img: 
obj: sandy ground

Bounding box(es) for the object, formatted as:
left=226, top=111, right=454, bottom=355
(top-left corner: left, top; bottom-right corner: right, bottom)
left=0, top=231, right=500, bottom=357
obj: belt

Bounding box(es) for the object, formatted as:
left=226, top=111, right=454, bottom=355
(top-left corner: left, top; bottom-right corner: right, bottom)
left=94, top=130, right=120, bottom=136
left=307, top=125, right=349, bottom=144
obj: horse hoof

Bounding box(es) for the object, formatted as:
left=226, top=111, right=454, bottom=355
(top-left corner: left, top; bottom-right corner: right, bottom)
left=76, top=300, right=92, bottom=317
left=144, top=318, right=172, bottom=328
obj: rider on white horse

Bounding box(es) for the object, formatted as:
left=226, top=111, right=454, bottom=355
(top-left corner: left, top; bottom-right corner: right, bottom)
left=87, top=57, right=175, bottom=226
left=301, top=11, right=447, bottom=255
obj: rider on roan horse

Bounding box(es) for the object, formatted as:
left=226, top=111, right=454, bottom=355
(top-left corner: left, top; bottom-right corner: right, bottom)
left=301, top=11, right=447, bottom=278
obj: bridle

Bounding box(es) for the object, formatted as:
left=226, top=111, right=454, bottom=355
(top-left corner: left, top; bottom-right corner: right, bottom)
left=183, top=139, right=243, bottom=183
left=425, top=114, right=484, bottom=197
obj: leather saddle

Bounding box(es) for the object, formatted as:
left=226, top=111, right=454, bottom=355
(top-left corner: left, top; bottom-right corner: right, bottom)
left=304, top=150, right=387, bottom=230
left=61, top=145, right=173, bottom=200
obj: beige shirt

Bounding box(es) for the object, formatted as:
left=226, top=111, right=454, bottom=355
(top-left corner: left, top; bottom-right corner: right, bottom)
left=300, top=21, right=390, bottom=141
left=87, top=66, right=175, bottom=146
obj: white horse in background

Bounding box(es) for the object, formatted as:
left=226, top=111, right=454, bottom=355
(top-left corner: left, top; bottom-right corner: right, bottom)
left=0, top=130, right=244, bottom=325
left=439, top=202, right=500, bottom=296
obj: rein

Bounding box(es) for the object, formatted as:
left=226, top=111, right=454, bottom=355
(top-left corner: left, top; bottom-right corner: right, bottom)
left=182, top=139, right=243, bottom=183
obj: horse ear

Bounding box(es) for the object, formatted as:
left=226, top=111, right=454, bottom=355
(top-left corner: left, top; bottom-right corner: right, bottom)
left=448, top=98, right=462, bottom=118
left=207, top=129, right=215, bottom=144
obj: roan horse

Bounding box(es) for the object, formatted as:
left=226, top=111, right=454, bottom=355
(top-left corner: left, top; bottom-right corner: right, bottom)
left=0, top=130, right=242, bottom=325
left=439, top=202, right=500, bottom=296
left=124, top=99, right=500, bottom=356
--------------------------------------------------
## Your objective
Please rewrite the part of the listing that opens with the line containing "obj: rider on white horse" and closes with the line containing "left=87, top=66, right=175, bottom=146", both included, keeping every line and raising each bounding-box coordinate in the answers by 107. Leave the format sample numbers unchanged, and give only that part.

## Exercise result
obj: rider on white horse

Bounding box(es) for the object, formatted as:
left=226, top=111, right=454, bottom=355
(top-left corner: left, top; bottom-right corner: right, bottom)
left=194, top=164, right=282, bottom=333
left=408, top=118, right=554, bottom=362
obj: rider on roan horse

Bounding box(es) for the object, formatted as:
left=226, top=111, right=454, bottom=355
(top-left corner: left, top; bottom-right corner: right, bottom)
left=408, top=118, right=554, bottom=385
obj: bridle

Bounding box(es) for the object, formatted as:
left=226, top=111, right=454, bottom=355
(top-left corner: left, top; bottom-right corner: right, bottom)
left=290, top=246, right=350, bottom=290
left=532, top=221, right=591, bottom=304
obj: leather saddle

Bounding box(es) for the object, formatted as:
left=226, top=111, right=454, bottom=355
(top-left corner: left, top; bottom-right corner: right, bottom)
left=411, top=257, right=494, bottom=337
left=168, top=252, right=280, bottom=307
obj: beige shirt

Bounding box(es) for the object, formatted as:
left=226, top=111, right=454, bottom=355
(top-left corner: left, top; bottom-right corner: right, bottom)
left=407, top=128, right=497, bottom=248
left=194, top=173, right=282, bottom=253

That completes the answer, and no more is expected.